→ Document segment
....................

Central Limit Theorem (CLT) and Uniformly Minimum Variance Unbiased Estimator (UMVUE)
By: Bindeshwar Singh Kushwaha
Institute: PostNetwork Academy
Question 1
Suppose \( X_1, X_2, \dots \) is an i.i.d. sequence of random variables with common variance \( \sigma^2 > 0 \). Define:
\[
Y_n = \frac{1}{n} \sum_{i=1}^{n} X_{2i-1}, \quad Z_n = \frac{1}{n} \sum_{i=1}^{n} X_{2i}
\]
The asymptotic distribution (as \( n \to \infty \)) of \( \sqrt{n} (Y_n – Z_n) \) is:
- (a) \( N(0,1) \)
- (b) \( N(0, \sigma^2) \)
- (c) \( N(0, 2\sigma^2) \)
- (d) Degenerate at 0
Solution
We define:
\[
Y_n = \frac{1}{n} \sum_{i=1}^{n} X_{2i-1}, \quad Z_n = \frac{1}{n} \sum_{i=1}^{n} X_{2i}
\]
The expectations are:
\[
E[Y_n] = E[Z_n] = E[X]
\]
Variances:
\[
\text{Var}(Y_n) = \frac{\sigma^2}{n}, \quad \text{Var}(Z_n) = \frac{\sigma^2}{n}
\]
Since \( Y_n \) and \( Z_n \) are independent, their difference has variance:
\[
\text{Var}(Y_n – Z_n) = \text{Var}(Y_n) + \text{Var}(Z_n) = \frac{2\sigma^2}{n}
\]
Multiplying by \( \sqrt{n} \), we get:
\[
\text{Var}(\sqrt{n} (Y_n – Z_n)) = 2\sigma^2
\]
By the Central Limit Theorem:
\[
\sqrt{n} (Y_n – Z_n) \xrightarrow{d} N(0, 2\sigma^2)
\]
Thus, the correct answer is (c) \( N(0, 2\sigma^2) \).

....................

→ Task 1
Write out the stretch of the Central Limit Theorem page from "Central Limit Theorem (CLT)" through "N(0, \sigma^2) \)", word for word.
The records have no connection to the Central Limit Theorem page.

Collected data:
....................

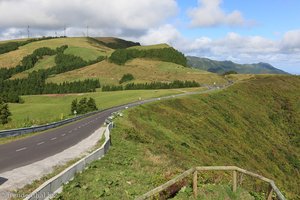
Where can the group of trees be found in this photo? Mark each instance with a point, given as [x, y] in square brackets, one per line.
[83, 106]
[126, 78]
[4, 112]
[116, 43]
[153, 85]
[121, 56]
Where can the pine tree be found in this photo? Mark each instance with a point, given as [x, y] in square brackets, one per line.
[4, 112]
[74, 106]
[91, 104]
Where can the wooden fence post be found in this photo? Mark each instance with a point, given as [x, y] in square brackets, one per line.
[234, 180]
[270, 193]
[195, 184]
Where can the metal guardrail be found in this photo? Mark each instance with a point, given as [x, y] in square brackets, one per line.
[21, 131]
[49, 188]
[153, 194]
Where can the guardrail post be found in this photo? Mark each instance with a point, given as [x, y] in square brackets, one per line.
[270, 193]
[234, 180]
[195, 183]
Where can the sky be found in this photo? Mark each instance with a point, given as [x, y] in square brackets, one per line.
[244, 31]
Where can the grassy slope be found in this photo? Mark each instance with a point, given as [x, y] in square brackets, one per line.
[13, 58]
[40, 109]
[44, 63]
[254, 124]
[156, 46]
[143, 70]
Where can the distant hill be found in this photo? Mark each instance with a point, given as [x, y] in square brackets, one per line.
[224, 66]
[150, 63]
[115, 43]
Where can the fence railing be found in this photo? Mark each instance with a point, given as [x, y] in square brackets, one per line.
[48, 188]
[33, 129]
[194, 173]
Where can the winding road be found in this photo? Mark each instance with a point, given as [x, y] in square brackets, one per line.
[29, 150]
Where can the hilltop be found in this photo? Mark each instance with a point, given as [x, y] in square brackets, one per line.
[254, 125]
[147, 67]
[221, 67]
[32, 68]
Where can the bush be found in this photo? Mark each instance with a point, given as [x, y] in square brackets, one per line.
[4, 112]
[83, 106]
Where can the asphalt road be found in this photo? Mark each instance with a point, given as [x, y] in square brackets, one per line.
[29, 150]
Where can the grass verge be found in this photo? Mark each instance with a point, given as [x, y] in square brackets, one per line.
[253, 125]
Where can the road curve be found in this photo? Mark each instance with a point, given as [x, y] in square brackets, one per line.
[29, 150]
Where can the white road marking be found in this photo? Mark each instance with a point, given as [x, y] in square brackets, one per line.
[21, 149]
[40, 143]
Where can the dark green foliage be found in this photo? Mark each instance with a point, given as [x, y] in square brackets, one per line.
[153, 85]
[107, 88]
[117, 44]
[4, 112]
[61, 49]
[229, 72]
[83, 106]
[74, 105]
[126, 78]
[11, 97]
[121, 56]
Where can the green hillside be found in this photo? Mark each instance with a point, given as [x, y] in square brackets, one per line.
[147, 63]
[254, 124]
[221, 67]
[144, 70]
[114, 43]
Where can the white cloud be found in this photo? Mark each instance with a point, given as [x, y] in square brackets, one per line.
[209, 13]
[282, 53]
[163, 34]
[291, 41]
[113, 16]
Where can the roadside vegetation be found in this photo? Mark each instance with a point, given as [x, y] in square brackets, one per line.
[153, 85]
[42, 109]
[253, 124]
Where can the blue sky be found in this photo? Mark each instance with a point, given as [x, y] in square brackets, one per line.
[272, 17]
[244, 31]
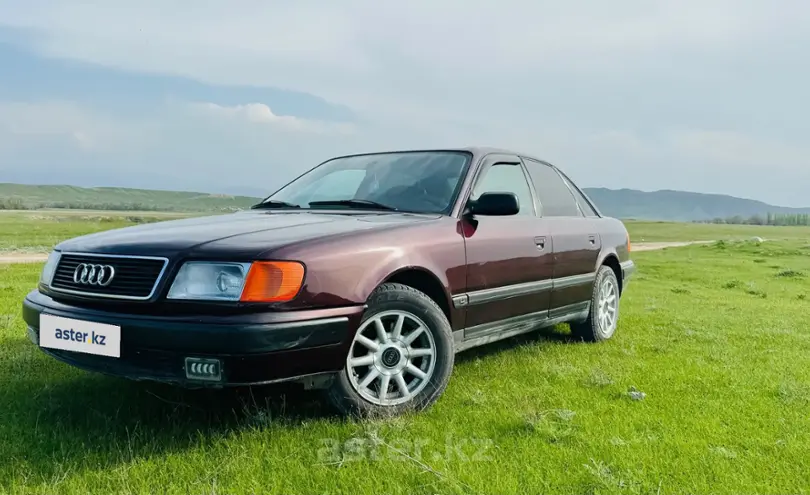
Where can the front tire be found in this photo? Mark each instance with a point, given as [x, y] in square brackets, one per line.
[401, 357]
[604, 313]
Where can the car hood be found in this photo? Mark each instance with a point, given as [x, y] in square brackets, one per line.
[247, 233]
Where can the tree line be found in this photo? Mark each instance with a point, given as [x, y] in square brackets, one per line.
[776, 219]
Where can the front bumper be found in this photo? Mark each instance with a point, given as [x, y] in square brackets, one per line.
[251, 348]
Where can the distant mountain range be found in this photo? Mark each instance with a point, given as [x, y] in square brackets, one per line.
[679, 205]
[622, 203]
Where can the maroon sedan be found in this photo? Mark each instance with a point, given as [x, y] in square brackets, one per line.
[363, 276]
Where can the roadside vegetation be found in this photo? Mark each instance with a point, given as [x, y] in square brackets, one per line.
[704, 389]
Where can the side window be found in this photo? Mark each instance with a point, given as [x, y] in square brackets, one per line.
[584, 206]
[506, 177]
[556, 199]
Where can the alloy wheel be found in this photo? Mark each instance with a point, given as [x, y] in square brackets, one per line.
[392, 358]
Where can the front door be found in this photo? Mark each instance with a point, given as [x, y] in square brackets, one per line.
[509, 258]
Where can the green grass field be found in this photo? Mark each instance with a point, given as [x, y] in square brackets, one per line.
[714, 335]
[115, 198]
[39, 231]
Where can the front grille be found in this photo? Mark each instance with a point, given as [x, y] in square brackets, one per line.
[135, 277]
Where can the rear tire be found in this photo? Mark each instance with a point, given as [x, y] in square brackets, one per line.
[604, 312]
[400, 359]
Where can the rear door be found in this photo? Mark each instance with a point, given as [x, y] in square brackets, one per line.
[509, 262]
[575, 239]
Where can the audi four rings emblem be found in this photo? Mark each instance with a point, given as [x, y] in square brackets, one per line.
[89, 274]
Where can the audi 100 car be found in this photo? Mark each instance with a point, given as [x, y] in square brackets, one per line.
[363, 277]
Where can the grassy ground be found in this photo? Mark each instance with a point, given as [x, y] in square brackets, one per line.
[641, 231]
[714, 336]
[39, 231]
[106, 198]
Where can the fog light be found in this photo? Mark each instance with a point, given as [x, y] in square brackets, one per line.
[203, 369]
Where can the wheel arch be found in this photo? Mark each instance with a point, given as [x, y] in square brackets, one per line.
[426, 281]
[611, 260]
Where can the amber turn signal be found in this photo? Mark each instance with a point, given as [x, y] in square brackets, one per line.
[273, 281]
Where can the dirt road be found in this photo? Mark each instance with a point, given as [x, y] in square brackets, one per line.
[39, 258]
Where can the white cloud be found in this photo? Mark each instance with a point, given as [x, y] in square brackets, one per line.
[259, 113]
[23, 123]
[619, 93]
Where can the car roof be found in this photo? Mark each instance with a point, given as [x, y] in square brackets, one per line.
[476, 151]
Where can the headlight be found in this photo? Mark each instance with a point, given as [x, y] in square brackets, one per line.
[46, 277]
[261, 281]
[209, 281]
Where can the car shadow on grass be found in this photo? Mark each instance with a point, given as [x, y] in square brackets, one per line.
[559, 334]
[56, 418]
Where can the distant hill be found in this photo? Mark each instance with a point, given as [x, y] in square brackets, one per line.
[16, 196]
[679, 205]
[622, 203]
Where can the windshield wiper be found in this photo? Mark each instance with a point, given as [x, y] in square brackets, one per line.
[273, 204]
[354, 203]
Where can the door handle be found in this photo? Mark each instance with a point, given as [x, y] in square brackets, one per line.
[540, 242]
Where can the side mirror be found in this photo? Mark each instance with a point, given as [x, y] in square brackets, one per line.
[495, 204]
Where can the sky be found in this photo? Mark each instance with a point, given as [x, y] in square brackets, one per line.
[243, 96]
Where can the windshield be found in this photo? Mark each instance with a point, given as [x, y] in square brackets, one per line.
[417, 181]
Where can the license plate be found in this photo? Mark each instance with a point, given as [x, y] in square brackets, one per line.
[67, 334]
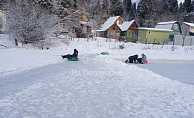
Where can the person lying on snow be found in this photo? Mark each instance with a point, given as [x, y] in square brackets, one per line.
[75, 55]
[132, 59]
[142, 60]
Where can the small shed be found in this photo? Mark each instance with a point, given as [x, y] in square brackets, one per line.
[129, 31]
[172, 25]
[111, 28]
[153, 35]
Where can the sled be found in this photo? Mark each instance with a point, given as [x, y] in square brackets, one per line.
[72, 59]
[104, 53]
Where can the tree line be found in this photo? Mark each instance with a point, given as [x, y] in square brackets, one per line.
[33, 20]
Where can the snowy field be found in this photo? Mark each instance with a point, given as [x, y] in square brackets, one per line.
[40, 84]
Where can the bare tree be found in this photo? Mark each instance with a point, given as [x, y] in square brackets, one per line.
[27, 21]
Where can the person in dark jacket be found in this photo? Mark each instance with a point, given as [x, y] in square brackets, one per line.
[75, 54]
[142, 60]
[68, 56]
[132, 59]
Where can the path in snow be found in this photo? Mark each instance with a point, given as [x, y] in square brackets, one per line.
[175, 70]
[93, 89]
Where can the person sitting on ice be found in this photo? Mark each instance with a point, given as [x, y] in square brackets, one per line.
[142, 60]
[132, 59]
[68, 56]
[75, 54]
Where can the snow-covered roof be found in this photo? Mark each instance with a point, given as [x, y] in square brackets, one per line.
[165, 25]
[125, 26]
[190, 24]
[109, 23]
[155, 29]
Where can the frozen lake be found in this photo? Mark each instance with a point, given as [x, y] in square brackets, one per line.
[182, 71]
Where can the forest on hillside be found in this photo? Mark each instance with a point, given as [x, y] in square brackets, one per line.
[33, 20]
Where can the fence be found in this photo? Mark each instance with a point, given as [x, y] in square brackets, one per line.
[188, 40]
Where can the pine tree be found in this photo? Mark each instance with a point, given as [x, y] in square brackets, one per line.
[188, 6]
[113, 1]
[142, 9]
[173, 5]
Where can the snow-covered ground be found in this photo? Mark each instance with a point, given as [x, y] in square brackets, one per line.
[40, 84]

....................

→ Task 2
Gather every line of the records that contains the word "front".

→ Written response 1
Central Limit Theorem (CLT) and Uniformly Minimum Variance Unbiased Estimator (UMVUE)
By: Bindeshwar Singh Kushwaha
Institute: PostNetwork Academy
Question 1
Suppose \( X_1, X_2, \dots \) is an i.i.d. sequence of random variables with common variance \( \sigma^2 > 0 \). Define:
\[
Y_n = \frac{1}{n} \sum_{i=1}^{n} X_{2i-1}, \quad Z_n = \frac{1}{n} \sum_{i=1}^{n} X_{2i}
\]
The asymptotic distribution (as \( n \to \infty \)) of \( \sqrt{n} (Y_n – Z_n) \) is:
- (a) \( N(0,1) \)
- (b) \( N(0, \sigma^2) \)

→ Written response 2
Where can the front tire be found in this photo? Mark each instance with a point, given as [x, y] in square brackets, one per line.
Where can the front bumper be found in this photo? Mark each instance with a point, given as [x, y] in square brackets, one per line.
Where can the front door be found in this photo? Mark each instance with a point, given as [x, y] in square brackets, one per line.
Where can the front grille be found in this photo? Mark each instance with a point, given as [x, y] in square brackets, one per line.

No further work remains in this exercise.